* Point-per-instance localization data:
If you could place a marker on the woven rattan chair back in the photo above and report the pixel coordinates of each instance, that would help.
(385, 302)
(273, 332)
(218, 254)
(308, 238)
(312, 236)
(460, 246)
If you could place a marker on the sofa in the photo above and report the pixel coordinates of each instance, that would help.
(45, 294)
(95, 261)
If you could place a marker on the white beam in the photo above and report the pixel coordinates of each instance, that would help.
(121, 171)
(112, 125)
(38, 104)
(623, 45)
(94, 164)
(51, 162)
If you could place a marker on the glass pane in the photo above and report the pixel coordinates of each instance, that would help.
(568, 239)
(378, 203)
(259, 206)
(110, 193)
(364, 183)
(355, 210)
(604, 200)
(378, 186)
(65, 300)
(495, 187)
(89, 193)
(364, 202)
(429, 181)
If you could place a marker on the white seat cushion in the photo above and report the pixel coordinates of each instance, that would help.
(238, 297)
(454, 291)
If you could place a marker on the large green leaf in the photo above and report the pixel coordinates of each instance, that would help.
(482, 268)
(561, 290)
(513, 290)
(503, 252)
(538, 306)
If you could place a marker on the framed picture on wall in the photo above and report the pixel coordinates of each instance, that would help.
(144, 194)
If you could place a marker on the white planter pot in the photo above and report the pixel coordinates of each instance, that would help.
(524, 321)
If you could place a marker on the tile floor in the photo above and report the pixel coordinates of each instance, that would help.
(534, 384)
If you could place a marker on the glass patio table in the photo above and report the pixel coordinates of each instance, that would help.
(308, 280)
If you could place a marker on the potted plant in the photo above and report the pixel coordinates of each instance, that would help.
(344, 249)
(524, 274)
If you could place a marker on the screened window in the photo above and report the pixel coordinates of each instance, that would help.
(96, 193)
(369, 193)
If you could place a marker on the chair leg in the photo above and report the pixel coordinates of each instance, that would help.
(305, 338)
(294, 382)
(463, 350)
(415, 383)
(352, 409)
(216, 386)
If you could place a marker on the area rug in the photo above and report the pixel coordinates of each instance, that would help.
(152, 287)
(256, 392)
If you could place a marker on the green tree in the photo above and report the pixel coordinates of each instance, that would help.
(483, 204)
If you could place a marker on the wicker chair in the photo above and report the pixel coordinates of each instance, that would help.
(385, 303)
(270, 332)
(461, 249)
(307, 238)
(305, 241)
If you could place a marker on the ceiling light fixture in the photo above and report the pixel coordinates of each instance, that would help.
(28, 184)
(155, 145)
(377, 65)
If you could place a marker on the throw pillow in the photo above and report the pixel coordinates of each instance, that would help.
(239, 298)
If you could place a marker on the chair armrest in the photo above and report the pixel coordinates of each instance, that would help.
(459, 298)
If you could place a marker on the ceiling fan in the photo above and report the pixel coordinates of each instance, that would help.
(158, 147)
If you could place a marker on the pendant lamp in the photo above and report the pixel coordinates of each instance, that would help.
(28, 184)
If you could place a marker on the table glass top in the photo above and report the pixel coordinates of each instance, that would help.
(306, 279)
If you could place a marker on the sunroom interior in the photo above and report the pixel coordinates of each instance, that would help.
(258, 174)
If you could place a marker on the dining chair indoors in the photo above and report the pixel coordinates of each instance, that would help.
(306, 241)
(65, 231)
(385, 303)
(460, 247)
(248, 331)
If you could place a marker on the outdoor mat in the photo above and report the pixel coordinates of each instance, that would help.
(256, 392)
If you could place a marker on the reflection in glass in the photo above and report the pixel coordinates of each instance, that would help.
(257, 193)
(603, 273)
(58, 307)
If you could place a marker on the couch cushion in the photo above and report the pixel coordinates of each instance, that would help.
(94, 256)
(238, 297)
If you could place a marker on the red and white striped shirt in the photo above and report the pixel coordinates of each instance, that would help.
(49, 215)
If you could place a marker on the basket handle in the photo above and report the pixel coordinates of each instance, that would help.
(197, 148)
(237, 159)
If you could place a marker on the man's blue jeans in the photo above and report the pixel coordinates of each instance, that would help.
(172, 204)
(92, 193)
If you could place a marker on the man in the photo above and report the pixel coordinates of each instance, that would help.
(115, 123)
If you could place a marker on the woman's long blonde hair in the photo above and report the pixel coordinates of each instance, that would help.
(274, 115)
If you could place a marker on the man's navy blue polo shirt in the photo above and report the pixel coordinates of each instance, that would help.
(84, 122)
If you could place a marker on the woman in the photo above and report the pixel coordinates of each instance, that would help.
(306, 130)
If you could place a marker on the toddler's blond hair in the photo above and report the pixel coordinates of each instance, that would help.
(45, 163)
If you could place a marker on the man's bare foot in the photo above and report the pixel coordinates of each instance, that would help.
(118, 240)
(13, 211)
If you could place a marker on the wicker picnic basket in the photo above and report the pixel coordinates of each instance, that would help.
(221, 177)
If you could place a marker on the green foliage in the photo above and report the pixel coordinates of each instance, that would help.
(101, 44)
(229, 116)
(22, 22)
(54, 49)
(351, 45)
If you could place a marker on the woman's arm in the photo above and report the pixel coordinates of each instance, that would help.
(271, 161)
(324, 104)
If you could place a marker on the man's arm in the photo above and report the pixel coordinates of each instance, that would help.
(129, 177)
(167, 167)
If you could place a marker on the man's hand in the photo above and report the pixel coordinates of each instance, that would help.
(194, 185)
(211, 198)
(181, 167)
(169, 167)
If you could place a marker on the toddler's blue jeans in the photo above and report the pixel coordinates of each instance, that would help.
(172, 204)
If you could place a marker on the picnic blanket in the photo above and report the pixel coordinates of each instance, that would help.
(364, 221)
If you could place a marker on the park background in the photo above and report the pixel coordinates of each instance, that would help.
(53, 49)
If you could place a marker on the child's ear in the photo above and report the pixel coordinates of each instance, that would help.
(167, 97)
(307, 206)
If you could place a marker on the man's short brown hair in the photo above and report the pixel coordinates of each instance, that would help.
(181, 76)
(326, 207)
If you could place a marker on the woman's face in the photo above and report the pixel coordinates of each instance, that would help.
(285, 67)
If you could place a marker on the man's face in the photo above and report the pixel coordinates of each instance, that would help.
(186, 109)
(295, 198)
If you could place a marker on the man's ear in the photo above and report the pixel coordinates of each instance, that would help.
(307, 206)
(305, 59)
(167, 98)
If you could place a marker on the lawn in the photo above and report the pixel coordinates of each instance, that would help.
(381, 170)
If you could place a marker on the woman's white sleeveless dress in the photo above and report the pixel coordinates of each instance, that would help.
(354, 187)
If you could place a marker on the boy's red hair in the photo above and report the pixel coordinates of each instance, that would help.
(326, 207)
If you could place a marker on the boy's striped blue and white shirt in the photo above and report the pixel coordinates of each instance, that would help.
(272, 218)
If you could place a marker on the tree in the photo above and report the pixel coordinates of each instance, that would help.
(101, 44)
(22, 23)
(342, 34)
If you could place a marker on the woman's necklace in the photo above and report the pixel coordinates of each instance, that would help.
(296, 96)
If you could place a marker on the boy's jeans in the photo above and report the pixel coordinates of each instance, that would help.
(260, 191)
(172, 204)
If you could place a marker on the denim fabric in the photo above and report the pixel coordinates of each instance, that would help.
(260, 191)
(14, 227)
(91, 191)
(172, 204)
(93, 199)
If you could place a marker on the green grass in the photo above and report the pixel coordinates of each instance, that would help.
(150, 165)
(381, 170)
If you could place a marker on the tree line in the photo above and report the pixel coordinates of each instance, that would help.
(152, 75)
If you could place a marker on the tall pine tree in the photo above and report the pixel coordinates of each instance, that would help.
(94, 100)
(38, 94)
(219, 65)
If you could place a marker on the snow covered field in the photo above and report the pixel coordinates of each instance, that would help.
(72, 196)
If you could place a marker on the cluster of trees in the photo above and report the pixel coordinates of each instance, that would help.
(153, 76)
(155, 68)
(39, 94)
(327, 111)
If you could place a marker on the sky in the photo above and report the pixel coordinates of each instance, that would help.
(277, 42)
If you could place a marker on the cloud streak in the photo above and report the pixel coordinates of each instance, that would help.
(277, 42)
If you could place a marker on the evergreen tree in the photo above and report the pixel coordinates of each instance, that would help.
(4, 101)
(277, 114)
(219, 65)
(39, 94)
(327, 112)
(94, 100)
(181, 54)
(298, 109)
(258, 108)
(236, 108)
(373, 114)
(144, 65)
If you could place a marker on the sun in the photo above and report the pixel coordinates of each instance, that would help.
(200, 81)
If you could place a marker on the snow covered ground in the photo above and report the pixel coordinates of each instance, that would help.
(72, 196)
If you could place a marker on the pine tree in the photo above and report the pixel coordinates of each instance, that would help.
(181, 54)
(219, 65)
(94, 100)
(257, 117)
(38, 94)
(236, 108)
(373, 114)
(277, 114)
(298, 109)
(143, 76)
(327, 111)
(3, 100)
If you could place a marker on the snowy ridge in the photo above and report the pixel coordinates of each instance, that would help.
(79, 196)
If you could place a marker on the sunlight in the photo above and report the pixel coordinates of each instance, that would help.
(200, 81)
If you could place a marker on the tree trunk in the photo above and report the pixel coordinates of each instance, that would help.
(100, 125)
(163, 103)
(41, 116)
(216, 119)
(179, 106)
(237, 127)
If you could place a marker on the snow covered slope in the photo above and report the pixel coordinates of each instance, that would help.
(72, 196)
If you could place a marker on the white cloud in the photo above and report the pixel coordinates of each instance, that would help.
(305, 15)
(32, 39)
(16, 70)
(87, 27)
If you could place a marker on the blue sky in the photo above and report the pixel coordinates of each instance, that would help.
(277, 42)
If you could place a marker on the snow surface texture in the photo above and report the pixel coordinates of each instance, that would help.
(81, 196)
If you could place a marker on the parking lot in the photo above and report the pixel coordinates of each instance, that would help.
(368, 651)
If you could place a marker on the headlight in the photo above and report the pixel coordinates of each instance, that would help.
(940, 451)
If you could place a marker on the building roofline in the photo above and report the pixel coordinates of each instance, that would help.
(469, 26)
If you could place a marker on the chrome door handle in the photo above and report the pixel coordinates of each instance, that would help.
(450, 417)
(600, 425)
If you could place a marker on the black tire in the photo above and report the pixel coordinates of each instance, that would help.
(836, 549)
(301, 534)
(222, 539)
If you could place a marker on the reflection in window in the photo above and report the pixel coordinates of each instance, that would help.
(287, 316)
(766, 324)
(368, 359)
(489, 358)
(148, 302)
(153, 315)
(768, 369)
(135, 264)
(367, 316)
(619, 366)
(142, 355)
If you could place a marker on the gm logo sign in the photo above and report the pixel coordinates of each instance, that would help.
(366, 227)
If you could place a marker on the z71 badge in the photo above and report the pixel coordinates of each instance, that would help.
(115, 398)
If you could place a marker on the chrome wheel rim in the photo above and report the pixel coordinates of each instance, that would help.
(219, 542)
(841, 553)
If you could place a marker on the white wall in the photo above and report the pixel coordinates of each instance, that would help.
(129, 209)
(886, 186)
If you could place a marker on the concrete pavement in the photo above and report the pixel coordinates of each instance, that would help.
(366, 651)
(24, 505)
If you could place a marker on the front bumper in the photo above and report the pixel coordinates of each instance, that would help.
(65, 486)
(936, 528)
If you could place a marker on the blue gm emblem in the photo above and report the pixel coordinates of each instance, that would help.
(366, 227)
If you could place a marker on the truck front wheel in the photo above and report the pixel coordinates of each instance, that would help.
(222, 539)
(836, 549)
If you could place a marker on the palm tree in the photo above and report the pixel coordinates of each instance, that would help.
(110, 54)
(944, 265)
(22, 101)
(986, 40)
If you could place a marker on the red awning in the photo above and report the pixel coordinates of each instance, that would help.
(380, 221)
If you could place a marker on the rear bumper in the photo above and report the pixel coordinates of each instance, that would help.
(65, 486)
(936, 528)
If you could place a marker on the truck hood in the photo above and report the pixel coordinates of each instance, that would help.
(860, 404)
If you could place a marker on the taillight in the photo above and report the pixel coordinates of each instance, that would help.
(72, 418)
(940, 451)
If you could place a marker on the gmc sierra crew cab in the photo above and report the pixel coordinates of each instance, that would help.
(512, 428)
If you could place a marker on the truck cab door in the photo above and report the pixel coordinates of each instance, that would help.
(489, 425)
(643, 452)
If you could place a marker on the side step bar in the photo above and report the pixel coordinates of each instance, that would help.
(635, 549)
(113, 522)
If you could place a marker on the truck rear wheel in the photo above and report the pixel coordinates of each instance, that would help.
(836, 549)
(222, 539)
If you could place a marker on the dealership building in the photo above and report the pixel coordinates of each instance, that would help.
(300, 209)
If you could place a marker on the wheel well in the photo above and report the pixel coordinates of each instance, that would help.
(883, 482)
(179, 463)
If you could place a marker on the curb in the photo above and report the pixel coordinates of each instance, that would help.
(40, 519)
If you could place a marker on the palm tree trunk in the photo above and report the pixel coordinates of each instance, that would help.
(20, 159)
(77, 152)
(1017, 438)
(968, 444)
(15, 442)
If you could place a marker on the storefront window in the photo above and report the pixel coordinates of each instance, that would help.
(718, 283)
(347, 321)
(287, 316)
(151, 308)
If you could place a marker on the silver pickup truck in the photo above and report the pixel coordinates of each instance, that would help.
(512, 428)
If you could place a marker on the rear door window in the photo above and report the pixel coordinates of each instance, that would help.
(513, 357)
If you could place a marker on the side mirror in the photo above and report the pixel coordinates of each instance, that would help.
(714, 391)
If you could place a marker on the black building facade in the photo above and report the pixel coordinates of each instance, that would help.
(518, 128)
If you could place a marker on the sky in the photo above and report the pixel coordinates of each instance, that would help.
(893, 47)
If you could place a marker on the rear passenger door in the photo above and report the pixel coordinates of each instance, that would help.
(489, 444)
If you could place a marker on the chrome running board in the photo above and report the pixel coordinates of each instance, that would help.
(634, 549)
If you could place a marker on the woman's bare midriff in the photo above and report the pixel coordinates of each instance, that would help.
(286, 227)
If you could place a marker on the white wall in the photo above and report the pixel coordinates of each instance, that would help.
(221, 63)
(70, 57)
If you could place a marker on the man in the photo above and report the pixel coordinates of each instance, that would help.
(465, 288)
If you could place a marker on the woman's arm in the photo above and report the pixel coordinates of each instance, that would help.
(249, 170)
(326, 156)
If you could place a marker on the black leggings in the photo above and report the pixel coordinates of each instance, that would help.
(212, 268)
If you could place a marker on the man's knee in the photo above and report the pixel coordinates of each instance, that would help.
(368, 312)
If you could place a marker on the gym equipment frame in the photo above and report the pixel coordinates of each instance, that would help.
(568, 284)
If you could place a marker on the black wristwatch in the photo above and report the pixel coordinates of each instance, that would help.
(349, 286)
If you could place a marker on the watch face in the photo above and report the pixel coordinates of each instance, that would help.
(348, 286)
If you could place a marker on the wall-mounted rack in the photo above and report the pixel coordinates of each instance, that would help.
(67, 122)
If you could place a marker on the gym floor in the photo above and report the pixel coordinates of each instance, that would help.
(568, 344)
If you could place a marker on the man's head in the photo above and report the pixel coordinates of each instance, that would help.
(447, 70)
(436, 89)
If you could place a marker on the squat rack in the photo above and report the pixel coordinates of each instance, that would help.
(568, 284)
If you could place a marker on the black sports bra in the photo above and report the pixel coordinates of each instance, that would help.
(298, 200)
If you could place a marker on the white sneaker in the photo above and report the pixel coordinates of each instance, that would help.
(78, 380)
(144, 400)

* Aim of the task:
Look above for the line containing "If you could place a marker on the white sneaker", then transcribe it and all lines after it through the last, exactly and with nothing else.

* Reply to the exercise:
If you could place a marker on the white sneaker in the photo above and report the pixel coordinates of each instance, that would help.
(78, 380)
(144, 400)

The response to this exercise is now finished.